List every aircraft named in the forum post about the Zero's origin.

> _Selection_:
• • •

Post by Ironmachine » 17 May 2008, 08:24

The aircraft that I have found usually cited as the one copied to build the Zero was the Vought V-143. Here you have an interesting look at the controversy over the Vought V-143 origin of the Zero, from Air Classics, April 2006 (available on-line at http://findarticles.com/p/articles/mi_q ... _n17180659)
Vought was now stuck with an aircraft it could not sell. With a longer fuselage and revised tail, the V-141 became the V-143. Powered by a P&W R-1535-A5G of 750-hp, the aircraft made its first flight on 18 June 1937. The V-143 carried two .30-cal machine guns with 1000-rounds and could carry up to 300-lbs of bombs under the wings. In those days, manufacturers could apply for export licenses on planes the American military did not want. The V-143 was disassembled and shipped to Argentina. Vought hired Edmund T. ("Eddie") Alien to demonstrate the plane in Argentina as he was going down south anyway to fly Northrop's entry in an attack plane competition - the export version of the A-17.

• • •

> _Dataset excerpt_:
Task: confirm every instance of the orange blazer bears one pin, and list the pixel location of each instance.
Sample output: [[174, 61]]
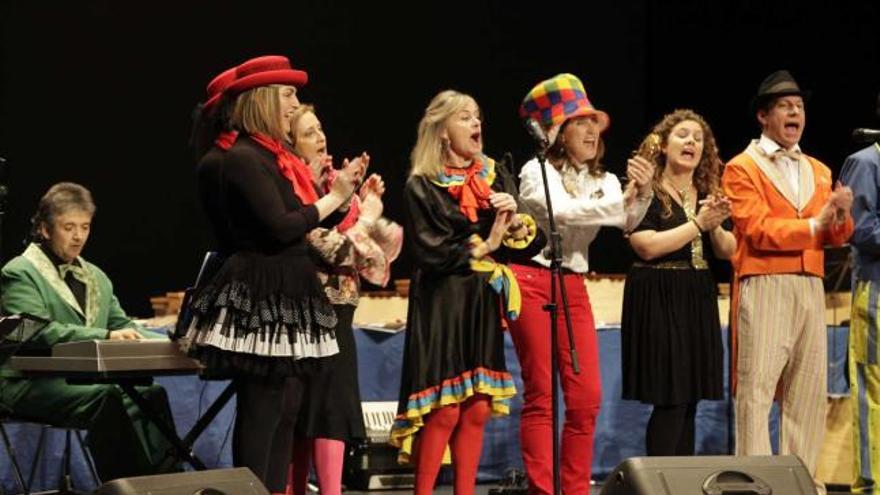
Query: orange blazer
[[771, 225]]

• • •

> _Answer to this exercise_:
- Zero
- Vought V-143
- V-141
- A-17 (Northrop's entry was its export version)